[[ Data listing, beginning ]]

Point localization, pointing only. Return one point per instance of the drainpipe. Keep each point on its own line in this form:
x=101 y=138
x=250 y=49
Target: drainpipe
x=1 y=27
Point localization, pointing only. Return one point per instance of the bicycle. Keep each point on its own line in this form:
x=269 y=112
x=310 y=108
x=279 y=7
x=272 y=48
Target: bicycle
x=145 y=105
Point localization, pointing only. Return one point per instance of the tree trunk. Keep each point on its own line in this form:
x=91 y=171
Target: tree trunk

[[ Data listing, end ]]
[[ Data listing, beginning ]]

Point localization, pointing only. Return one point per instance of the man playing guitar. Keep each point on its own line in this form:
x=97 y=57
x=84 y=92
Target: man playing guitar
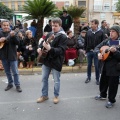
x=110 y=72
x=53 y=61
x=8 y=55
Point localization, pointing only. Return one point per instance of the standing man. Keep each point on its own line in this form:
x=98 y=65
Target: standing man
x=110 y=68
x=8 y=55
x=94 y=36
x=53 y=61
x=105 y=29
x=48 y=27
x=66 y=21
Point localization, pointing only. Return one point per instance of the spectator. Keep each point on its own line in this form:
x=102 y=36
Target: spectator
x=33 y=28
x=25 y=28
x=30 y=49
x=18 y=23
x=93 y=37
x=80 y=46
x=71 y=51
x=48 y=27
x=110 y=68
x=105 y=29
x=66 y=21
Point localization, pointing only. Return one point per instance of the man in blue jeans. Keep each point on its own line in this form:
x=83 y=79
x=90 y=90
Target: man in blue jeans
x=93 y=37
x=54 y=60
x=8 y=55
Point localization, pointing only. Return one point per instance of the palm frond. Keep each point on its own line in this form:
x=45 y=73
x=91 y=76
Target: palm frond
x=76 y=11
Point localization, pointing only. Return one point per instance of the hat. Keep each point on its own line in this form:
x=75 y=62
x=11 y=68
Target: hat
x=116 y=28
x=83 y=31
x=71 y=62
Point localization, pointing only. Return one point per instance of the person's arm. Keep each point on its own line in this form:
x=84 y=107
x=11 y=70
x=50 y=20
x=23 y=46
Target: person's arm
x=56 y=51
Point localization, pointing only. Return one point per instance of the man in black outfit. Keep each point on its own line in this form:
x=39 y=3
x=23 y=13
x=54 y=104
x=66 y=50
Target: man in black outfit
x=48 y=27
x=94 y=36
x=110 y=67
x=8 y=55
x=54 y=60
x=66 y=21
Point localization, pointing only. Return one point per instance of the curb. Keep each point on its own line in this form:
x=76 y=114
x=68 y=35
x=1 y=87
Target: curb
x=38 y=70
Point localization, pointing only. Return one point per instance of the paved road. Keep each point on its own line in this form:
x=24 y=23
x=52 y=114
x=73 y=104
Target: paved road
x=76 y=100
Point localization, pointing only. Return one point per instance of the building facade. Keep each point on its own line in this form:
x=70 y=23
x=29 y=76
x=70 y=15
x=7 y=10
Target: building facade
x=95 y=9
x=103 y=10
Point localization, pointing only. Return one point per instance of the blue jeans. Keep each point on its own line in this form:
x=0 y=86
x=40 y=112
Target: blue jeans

[[ Data listing, end ]]

§ Aim of the exercise: Look above for the line that contains "of the standing". Starting there, transcribe every line exactly until you have copied the line that contains "of the hat.".

§ Finished task:
Point localization, pointing only. Return one point per instance of the standing man. Keep each point on its own line in this form:
x=98 y=65
Target: standing man
x=110 y=68
x=8 y=55
x=94 y=36
x=53 y=61
x=105 y=29
x=48 y=27
x=66 y=21
Point localization, pointing only. Return one point per instance of the spectator. Keep each point on its own line in this form:
x=102 y=36
Target: spectator
x=33 y=28
x=25 y=28
x=30 y=49
x=18 y=23
x=93 y=37
x=80 y=46
x=71 y=51
x=48 y=27
x=110 y=68
x=105 y=29
x=66 y=21
Point localization, pointing only. Return one point per instance of the man in blue jeans. Keep each point on its own line in this form:
x=83 y=79
x=90 y=90
Target: man in blue jeans
x=93 y=37
x=54 y=60
x=8 y=55
Point localization, pointing only. Return one point per instance of the palm frond. Keep each point on its own line in this form:
x=45 y=73
x=91 y=76
Target: palm frond
x=76 y=11
Point localization, pointing only. Return one point per instance of the hat. Keep each point on its own line in this form:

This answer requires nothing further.